◆ AIM:
Could you recast all of the material below as a JSON list of strings, with one string per line, skipping blank lines and leaving the pictures out?

Start of GIVEN DATA

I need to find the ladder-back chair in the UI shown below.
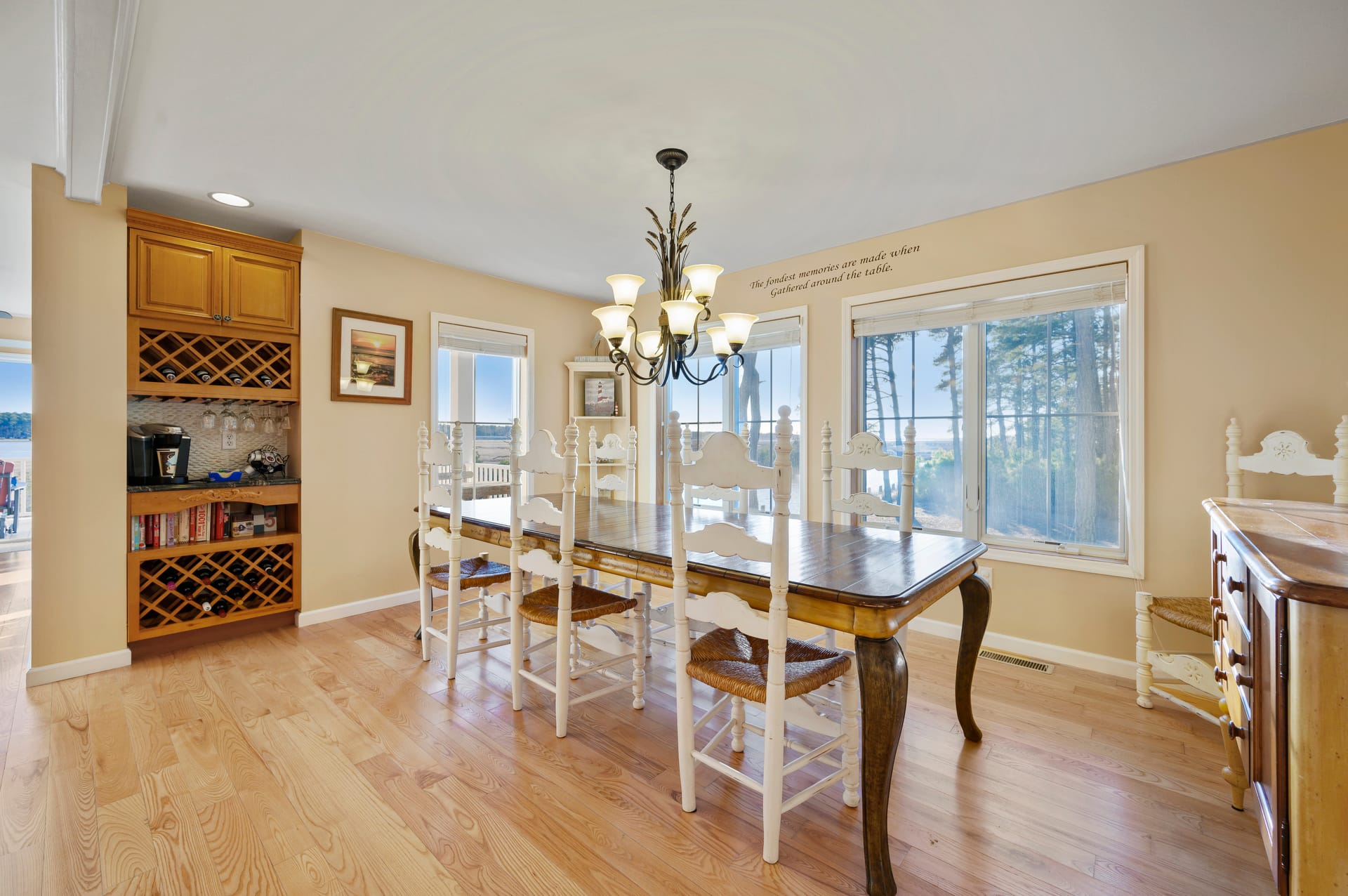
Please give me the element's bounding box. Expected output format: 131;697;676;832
816;421;917;647
1135;415;1348;808
510;421;646;737
416;421;510;679
667;407;860;862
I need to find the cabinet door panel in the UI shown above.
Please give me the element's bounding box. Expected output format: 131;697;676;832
128;230;220;321
225;249;299;333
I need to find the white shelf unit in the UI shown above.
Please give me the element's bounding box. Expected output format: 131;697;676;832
566;361;632;496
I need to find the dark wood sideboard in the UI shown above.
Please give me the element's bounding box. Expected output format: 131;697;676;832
1204;499;1348;896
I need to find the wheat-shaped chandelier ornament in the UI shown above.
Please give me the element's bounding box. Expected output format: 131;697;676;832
590;150;758;386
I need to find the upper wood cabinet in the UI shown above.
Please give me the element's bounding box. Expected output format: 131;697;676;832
224;249;299;333
126;230;220;321
126;209;303;333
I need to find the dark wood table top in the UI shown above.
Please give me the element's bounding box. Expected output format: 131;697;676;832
431;494;986;609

End of GIVEN DATA

◆ EXERCISE RESPONSE:
[
  "I need to find the ladder-back chair in the UI shown below.",
  "Please give me the element's bounding box. Expected output format: 131;697;676;832",
  "816;421;917;647",
  "1135;415;1348;808",
  "510;421;646;737",
  "416;421;510;679",
  "667;407;860;862",
  "I need to find the cabinet door panel in the UI shown above.",
  "Please give me the element's bounding box. Expected output format: 131;697;676;832",
  "128;230;220;321",
  "225;249;299;333",
  "I need to find the white shelf unit in the UI shown above.",
  "Please give me the element's bounding box. Expected output format: 131;697;676;832",
  "566;361;632;496",
  "I need to find the dark wood sideboard in the UI shown above.",
  "Please give me the element's bounding box. Expected output format: 131;697;676;832",
  "1204;499;1348;896",
  "I need to find the wheat-shaped chandelier ornament in the UI shown above.",
  "Please give me the element's bounding box. Expected output format: 131;697;676;832",
  "590;150;758;386",
  "I need to find the upper wood cabinet in the UI shown above.",
  "Please give me the element's bounding box. Expected output format: 131;697;676;832",
  "224;249;299;333",
  "126;230;220;321",
  "126;209;303;333",
  "I need to find the dark wood table top in the UI shown above.",
  "Please give me the element's bounding box. Expected output format: 131;697;676;832",
  "431;494;986;609"
]